--- DIRECTION ---
Copy the entries below from the line containing "spot the overcast sky in the photo above" through the end of the entries, requests included, and shift every x and y coordinate in the answers by -145. Leave the pictures out.
— Begin EXTRACTED DATA —
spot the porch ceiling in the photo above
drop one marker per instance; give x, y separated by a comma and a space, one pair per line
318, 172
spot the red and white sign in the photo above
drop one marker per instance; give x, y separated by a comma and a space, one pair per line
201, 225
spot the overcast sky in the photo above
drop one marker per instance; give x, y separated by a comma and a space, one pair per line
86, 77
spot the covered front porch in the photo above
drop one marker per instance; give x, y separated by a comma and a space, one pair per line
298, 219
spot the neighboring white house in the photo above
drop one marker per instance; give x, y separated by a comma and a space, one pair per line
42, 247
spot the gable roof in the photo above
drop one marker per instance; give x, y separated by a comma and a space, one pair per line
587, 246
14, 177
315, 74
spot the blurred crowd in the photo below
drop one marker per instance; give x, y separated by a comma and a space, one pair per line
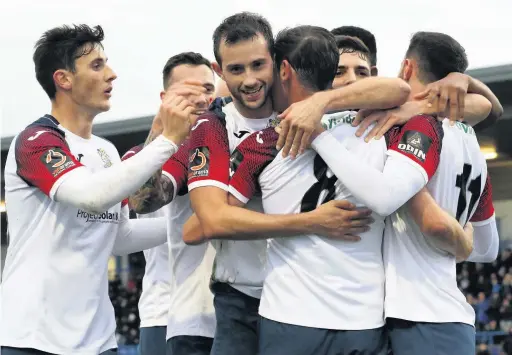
487, 287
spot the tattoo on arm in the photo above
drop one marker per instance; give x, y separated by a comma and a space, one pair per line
154, 194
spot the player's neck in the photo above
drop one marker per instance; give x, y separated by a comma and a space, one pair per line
416, 87
262, 112
298, 93
73, 118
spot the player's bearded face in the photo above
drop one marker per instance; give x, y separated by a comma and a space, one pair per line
92, 81
248, 71
351, 68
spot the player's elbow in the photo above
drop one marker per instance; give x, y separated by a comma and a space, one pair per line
400, 91
438, 229
404, 90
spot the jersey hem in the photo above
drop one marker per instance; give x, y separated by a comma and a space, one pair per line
353, 326
240, 197
203, 183
153, 323
423, 320
173, 181
410, 161
53, 350
484, 222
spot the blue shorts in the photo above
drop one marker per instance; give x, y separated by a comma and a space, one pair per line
— End EXTRACTED DATA —
--- ANSWER BELOW ---
spot the overcast sky in the photo above
drop one marker per instance; give x, y separated by a comma and a space, one pair per line
-59, -68
spot the covered front porch in the photo above
drop one marker per instance; give x, y separated by a comma and a space, one pair per line
153, 74
spot the neighboring white house in the photo above
drop one marker per instance; give x, y separated by a comma and a space, one pair per line
-103, 102
spot the gable roof in the photo above
drop one marker per instance; give x, y separated by a comma and a space, one pair per line
442, 101
-131, 32
170, -71
spot the blurred crowd in the photo below
drop one marker per instance; give x, y separated by a comma and a space, one pair per line
342, 142
spot the tattoo on arm in the photo above
drop one marker per instance; give x, y separated by a comma and a space, one pair per line
9, 49
spot the player's neck in the photo above
drop one marker per instance; give x, y separated by a comma and a space, one pair per line
271, -58
117, -33
153, -52
-72, -27
spot the player's bearded face in the photo above
drop one marker per instance; give x, y separated by a comma and a space, one pair per line
-53, -64
103, -74
206, -77
spot the player's elbow in the photo above
drop one marker per instance; give x, y separated by a comma and a space, one pair per line
255, -54
293, 84
259, -55
spot the jersey hem in the photo above
drop one marker per instance; give x, y separated by a comma and a space, one pair per line
208, 181
95, 52
58, 38
8, 178
278, 175
28, 36
265, 16
-92, 205
339, 77
spot the blue shorts in the photo above
drop one marker per instance; give x, y separated by a comma and a space, one pair per line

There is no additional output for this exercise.